| WRITTEN PROBLEM |
Format every line of the entries below as a Markdown table with the columns Row and Line, numbering the lines in order and leaving out blank lines.

| DATA EXCERPTS |
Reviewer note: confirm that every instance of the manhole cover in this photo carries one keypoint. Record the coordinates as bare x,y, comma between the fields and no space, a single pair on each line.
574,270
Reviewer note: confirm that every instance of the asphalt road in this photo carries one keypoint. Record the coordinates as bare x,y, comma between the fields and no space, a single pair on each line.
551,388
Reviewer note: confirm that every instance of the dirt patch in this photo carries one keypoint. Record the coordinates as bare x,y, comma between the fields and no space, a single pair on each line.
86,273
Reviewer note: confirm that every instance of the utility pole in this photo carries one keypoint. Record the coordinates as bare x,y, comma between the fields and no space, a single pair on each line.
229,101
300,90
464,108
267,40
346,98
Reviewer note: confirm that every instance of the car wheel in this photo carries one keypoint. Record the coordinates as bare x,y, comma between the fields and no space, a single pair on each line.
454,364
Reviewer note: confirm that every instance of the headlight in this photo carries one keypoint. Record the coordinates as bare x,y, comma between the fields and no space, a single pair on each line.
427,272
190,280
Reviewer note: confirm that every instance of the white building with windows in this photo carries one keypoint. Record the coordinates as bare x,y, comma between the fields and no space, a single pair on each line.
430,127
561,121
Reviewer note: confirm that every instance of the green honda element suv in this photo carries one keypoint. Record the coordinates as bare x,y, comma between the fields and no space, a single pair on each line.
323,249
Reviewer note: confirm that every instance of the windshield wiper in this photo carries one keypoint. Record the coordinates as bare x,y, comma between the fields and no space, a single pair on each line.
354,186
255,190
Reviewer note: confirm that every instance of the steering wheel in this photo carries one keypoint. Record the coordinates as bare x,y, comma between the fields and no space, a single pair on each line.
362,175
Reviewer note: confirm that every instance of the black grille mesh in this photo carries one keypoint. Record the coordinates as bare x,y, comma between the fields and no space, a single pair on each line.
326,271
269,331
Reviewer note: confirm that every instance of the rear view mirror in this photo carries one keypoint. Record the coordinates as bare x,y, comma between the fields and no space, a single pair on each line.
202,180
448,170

| THE SOLUTION |
| Row | Line |
|---|---|
| 1 | Reviewer note: confirm that every instance of the manhole cover in this photo carries one keypoint. Record the coordinates as bare x,y, comma between the fields and no space, a single pair on each line. |
| 2 | 574,270 |
| 3 | Reviewer note: confirm that every instance of the asphalt road in this photo carries one keypoint. Record the coordinates as bare x,y, comma between the fields and no space, a single pair on each line. |
| 4 | 551,388 |
| 5 | Reviewer note: confirm that every instance of the dirt patch in this photo carries one keypoint. Record the coordinates as bare x,y, comma between the fields and no space, a single pair on each line. |
| 6 | 86,273 |
| 7 | Reviewer note: confirm that every instance of the utility pole in this photo carries one keypoint. Record the coordinates as bare x,y, comma between the fields and no space, a single pair on each line. |
| 8 | 229,101 |
| 9 | 300,90 |
| 10 | 464,108 |
| 11 | 267,40 |
| 12 | 346,98 |
| 13 | Reviewer note: confirm that every instance of the car wheel in this photo carries one keypoint. Record the coordinates as bare x,y, comma between the fields and no space, a single pair on each line. |
| 14 | 454,364 |
| 15 | Reviewer note: confirm that every instance of the headlight in this photo carries one keypoint. Record the coordinates as bare x,y, comma between the fields and no space, a single pair on each line. |
| 16 | 427,272 |
| 17 | 190,280 |
| 18 | Reviewer note: confirm that every instance of the white building with windows in this photo carries one keypoint. Record the coordinates as bare x,y, comma between the fields and no space, a single pair on each line. |
| 19 | 430,127 |
| 20 | 561,121 |
| 21 | Reviewer note: confirm that every instance of the green honda element suv in this photo carries one keypoint. Record the coordinates as bare x,y, comma between the fields and no space, a single pair on each line. |
| 22 | 323,249 |
| 23 | Reviewer note: confirm that every instance of the windshield wiper in this photo carries one keypoint. Record the coordinates as bare x,y, comma between the fields and no space, a single pair on each line. |
| 24 | 354,186 |
| 25 | 255,190 |
| 26 | Reviewer note: confirm that every instance of the steering wheel in this photo carries one keypoint. Record the coordinates as bare x,y, comma between the fields and no space, a single pair on each line. |
| 27 | 362,175 |
| 28 | Reviewer note: confirm that every instance of the black grille mesh in this photo carries one keypoint. Record the coordinates as bare x,y, comma between the fields and no space, a single pair on each line. |
| 29 | 326,271 |
| 30 | 269,331 |
| 31 | Reviewer note: confirm that every instance of the rear view mirror in this photo carries one keypoint. Record the coordinates as bare x,y, comma between the fields and no space, a single pair on each line. |
| 32 | 202,180 |
| 33 | 448,170 |